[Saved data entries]
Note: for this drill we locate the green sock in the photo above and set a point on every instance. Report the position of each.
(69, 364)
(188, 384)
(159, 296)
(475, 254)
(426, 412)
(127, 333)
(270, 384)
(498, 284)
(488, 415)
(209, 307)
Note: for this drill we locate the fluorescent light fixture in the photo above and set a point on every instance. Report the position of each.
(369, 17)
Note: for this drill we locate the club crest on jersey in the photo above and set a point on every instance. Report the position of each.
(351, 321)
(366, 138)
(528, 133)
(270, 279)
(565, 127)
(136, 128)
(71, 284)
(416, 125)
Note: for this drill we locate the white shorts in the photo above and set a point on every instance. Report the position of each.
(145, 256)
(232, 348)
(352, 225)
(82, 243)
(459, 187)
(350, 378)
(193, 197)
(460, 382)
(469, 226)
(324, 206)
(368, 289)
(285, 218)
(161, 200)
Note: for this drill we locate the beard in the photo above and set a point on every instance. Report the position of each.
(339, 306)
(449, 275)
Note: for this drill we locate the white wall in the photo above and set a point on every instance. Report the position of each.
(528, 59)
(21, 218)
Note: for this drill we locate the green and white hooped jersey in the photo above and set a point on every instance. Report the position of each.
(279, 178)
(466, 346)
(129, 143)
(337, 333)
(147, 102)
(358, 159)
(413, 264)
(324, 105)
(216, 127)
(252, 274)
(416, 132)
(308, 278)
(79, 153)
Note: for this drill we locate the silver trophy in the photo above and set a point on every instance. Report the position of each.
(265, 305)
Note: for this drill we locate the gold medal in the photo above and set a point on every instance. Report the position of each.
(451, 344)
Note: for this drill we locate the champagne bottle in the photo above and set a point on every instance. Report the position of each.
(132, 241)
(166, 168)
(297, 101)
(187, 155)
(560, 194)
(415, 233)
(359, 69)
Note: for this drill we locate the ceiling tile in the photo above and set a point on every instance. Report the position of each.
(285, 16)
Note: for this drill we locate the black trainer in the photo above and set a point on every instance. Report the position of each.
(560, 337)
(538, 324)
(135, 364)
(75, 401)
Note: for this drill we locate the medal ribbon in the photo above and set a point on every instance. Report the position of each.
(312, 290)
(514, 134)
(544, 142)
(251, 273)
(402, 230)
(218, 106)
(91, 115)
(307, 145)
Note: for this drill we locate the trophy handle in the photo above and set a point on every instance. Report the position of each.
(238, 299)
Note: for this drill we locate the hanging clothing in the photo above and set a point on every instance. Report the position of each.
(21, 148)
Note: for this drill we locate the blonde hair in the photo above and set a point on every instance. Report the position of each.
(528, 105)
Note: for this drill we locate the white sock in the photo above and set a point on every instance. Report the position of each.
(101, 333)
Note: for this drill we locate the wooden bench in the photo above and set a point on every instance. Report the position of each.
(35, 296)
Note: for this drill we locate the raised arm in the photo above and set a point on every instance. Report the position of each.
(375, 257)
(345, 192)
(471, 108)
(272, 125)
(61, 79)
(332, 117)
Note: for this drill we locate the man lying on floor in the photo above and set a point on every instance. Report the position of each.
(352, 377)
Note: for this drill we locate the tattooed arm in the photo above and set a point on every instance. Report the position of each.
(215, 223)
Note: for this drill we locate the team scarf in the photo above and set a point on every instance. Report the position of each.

→ **Work to complete**
All lines from the one containing "Note: for this drill we locate the blonde" to the end of the data above are to be set down exactly; no others belong in the answer.

→ **Problem solution**
Note: for this drill we locate the blonde hair in the photo above and set a point on every instance. Report the position of each.
(528, 105)
Note: for this drill we locate the white sock in the photo above and set a point on every instance. Report the position of each.
(101, 333)
Note: for this drill we locate the wooden bench in the photo above and set a point on every instance. Report the position of each.
(35, 296)
Note: for this drill we locate the raised arm in the photo above and set a point on every instance. Report the position of each.
(375, 257)
(345, 192)
(471, 108)
(272, 125)
(61, 79)
(332, 117)
Note: for this drill we locate the man lying on floor in the photo above and set a point on every instance. Report the position of each.
(352, 377)
Note: for this drill we locate the tattooed arm in the photo above and set a point on every instance. Report the position of each.
(215, 223)
Note: for this drill we locate the team scarf in the photo above and set a point on every instance. Report the position of each.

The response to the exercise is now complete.